-------- Texte du document --------
Harmonie. (Accord de sons.) L’harmonie a lieu, soit dans la prose, soit dans la poésie. Elle est à la vérité plus marquée dans les vers que dans la prose ; mais elle n’en existe pas moins dans celle-ci, & n’y est pas moins nécessaire. Nous parlerons d’abord de celle-ci, & ensuite de l’harmonie poétique.
L’harmonie de la prose étoit appellée par les Grecs rythmes, & par les Latins nombre oratoire, numerus. Voyez Nombre & Rythmes.
-------- Liste affichée --------
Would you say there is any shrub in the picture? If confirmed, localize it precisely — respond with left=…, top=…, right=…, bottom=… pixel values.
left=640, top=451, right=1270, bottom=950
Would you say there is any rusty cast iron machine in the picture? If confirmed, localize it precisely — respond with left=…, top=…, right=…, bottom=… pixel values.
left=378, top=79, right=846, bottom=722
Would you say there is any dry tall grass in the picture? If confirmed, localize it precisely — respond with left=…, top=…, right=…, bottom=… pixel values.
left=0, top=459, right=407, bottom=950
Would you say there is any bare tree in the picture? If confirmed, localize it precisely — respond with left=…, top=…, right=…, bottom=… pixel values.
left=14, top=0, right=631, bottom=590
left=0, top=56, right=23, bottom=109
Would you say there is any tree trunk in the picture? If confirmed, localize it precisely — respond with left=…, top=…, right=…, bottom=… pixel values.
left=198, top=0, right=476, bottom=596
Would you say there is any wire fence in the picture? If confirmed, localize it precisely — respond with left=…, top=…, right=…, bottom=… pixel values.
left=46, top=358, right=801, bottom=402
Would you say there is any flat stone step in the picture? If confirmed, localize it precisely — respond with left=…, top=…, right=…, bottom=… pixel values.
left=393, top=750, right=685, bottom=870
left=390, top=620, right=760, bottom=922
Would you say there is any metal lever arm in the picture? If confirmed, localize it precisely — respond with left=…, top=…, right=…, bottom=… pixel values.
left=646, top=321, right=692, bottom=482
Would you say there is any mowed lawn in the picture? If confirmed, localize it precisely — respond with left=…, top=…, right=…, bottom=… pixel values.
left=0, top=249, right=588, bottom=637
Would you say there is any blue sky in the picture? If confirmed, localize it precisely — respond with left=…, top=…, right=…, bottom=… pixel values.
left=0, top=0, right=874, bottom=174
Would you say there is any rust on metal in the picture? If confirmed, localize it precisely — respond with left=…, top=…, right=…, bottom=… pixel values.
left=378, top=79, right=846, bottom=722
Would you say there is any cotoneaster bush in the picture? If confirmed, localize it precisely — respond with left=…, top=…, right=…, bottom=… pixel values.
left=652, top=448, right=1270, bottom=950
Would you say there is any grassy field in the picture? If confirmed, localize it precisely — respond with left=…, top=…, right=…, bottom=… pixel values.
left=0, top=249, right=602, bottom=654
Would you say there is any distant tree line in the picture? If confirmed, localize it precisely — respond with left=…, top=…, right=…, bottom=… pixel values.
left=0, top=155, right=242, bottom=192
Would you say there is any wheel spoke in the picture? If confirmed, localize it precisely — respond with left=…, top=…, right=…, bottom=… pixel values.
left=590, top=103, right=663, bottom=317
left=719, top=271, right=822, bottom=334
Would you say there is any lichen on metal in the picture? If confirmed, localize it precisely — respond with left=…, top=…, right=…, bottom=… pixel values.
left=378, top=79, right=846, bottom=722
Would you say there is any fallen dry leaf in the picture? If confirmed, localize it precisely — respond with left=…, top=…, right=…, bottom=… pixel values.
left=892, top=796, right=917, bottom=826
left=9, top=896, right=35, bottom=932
--------
Petit problème
D'après le texte sur l'harmonie, quel nom les Latins donnaient-ils à l'harmonie de la prose ?

Réponse correcte
Les Latins l'appelaient nombre oratoire, numerus.